---------- Text segment

Eurosport

Russia fearful for national team, but ready to welcome the world

Russia fearful for national team, but ready to welcome the world
By Eurosport

14/06/2018 at 10:36Updated 14/06/2018 at 11:48

In the first of his dispatches from the World Cup in Russia, Eliot Rothwell explores why so many Russians are downbeat about their national team's chances, but nevertheless excited at what the World Cup may bring...

On the final weekend of the Russian domestic season, I took the metro to Chertanovo, in southern Moscow. Timur Zhuravel, a broadcast journalist who presents English football coverage for Russia’s Match TV, met me outside the station. Chertanovo is his local neighbourhood. It’s where he enrolled at school as a child, where he played his first football matches and where he still lives. It’s a green, tree-lined area, with large apartment blocks and a few modern shopping centres.

As we set off, Timur began pointing left and right, showing off his neighbourhood. “This is where [former Everton winger] Diniyar Bilyaletdinov went to school”, he said, gesturing towards a squat brick building. “Here’s where I learned how to play football”, he smiled, nodding towards another. “Now we have a new team”.

--------------------

● **The exercise**
List every person mentioned by name in the World Cup article above.

---------- Material shown

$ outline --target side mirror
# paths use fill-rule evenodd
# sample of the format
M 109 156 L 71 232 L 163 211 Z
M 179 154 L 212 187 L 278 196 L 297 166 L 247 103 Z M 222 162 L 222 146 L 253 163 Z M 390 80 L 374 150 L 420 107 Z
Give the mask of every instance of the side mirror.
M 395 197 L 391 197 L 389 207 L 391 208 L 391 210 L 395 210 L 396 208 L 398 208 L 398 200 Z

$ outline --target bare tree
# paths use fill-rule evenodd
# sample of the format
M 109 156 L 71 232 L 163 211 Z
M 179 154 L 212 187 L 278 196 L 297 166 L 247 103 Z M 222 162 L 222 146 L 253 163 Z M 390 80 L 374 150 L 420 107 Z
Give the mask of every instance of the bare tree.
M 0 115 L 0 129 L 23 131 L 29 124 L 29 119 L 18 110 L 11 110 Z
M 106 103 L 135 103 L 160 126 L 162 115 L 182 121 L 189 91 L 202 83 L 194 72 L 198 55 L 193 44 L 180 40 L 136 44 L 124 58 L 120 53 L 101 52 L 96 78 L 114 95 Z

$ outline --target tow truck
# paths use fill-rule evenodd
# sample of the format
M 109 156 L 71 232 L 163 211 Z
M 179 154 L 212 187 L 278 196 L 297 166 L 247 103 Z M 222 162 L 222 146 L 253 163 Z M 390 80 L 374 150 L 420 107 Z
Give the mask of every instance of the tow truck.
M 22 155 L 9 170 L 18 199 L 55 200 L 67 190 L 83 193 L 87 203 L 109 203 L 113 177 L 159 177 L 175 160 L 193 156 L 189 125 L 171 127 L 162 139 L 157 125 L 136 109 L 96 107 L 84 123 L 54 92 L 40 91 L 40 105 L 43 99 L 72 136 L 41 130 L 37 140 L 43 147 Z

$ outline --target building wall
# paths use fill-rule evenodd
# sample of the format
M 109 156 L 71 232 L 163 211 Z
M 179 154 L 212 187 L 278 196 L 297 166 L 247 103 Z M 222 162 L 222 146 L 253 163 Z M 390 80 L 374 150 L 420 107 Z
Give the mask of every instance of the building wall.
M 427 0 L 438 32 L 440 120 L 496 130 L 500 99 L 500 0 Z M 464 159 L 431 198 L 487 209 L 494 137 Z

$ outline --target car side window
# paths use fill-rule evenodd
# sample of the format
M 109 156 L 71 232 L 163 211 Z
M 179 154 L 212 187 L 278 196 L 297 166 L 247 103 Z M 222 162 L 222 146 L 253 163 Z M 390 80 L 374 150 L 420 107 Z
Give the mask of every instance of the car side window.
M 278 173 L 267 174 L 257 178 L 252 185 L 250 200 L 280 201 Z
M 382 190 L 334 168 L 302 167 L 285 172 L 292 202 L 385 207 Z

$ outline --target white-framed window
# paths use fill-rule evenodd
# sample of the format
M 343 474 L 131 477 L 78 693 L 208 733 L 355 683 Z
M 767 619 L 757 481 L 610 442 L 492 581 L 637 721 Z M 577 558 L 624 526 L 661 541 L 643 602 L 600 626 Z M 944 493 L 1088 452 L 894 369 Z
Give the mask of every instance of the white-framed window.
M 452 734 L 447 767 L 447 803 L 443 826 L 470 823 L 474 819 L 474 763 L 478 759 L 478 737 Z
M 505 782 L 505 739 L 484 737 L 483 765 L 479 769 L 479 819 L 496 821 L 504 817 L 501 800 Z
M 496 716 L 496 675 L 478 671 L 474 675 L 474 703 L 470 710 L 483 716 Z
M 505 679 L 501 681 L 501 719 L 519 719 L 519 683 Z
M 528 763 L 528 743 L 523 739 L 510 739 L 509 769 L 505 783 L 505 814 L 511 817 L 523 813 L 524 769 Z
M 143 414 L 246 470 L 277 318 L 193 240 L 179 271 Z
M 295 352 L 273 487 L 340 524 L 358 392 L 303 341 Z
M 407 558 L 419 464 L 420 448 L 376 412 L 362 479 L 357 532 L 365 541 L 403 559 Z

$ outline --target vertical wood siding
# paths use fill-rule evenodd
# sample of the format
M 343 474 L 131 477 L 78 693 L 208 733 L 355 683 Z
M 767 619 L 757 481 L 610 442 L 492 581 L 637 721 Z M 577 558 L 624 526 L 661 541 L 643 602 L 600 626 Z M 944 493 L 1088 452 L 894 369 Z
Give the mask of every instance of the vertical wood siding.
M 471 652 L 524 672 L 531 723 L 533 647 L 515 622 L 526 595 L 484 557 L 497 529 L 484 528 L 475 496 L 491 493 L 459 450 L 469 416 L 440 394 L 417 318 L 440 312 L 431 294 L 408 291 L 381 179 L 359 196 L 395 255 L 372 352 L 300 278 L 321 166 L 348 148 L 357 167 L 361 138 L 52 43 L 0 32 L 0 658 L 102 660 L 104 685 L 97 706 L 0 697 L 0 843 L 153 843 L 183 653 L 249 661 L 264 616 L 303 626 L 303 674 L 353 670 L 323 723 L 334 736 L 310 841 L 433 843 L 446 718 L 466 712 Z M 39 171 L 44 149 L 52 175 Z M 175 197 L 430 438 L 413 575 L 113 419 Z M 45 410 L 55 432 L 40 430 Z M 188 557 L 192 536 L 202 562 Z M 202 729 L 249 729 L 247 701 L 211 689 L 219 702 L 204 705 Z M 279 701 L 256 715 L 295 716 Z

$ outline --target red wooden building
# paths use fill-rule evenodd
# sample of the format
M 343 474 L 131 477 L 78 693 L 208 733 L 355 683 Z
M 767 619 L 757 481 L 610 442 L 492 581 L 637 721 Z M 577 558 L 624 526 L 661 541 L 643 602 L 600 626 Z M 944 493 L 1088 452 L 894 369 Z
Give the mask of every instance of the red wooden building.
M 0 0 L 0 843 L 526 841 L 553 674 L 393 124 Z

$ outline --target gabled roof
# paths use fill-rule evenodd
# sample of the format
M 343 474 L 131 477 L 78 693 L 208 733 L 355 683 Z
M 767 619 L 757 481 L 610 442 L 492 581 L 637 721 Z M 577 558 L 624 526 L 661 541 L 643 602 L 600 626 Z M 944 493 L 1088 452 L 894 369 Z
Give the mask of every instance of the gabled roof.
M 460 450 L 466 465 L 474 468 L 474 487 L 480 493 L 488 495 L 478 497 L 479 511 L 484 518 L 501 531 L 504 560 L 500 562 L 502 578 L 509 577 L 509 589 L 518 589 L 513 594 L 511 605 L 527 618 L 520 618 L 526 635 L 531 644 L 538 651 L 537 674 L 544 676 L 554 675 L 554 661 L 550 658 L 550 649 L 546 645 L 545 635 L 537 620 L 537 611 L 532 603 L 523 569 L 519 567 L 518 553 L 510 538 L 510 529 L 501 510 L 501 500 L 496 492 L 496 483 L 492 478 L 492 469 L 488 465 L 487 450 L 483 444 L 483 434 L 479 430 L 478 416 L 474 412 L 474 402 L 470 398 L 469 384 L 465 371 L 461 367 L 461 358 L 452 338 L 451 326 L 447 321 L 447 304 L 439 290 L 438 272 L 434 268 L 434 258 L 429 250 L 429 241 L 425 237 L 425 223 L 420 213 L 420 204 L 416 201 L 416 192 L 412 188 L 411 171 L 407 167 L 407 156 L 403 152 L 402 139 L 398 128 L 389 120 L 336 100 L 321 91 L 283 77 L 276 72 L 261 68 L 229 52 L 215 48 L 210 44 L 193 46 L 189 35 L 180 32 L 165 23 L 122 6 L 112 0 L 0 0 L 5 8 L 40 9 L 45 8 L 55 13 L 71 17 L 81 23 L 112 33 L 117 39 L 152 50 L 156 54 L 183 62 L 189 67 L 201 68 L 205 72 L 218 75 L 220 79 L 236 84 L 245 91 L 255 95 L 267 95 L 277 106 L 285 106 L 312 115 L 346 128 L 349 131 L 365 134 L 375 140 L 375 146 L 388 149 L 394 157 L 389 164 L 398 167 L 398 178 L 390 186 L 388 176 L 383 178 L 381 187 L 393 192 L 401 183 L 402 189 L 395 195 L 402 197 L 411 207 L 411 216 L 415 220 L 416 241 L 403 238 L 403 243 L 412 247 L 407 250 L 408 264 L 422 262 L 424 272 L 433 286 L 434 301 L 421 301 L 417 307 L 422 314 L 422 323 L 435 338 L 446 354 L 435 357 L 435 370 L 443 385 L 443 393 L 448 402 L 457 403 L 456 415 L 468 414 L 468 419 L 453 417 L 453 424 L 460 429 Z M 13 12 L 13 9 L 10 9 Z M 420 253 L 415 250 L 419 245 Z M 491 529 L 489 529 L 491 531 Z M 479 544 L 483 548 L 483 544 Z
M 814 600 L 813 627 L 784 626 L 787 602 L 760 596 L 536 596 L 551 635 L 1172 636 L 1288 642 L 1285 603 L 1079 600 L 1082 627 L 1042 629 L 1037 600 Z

--------------------

● **Exercise response**
Eliot Rothwell, Timur Zhuravel, Diniyar Bilyaletdinov